Segment Open

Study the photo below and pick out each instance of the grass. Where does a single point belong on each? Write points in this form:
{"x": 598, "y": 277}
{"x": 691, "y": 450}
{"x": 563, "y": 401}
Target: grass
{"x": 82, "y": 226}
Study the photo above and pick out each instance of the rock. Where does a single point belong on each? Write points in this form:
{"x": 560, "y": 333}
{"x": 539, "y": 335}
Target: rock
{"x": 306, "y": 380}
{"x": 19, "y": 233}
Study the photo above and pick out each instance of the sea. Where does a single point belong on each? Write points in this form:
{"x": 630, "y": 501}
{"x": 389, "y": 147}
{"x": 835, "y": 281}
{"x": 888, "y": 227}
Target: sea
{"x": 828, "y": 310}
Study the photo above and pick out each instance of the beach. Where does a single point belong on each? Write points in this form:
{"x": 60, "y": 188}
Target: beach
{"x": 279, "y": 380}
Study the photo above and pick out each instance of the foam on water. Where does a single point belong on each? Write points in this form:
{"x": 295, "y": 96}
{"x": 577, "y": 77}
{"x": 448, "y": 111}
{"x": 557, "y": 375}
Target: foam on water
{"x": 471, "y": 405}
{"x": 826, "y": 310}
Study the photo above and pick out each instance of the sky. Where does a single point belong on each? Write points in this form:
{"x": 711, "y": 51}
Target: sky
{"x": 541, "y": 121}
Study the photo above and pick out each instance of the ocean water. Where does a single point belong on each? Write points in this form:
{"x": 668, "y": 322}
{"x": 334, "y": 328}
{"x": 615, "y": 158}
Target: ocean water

Segment Closed

- WORK TO COMPLETE -
Please copy each line of the material that has the string "does" somewhere in it.

- SOLUTION TO THE PROBLEM -
Study the photo below and pick out each instance of the grass. Where does a single point belong on each? Write points in this form:
Study the photo above and pick out each instance of the rock. Where does a single point belong on each? Write points in this form:
Study the photo above and pick out each instance of the sea. Where does a single point belong on each? Write points in this form:
Study the photo above and pick out each instance of the beach. Where does a single point belong on each? Write points in this form:
Study the photo above and pick out each instance of the foam on water. Where does a single point belong on each? Write points in this form:
Study the photo above and pick out each instance of the sky. Where does a single point belong on each? Write points in this form:
Study the photo above and pick out each instance of the ocean water. Where does a single point belong on each? Write points in this form:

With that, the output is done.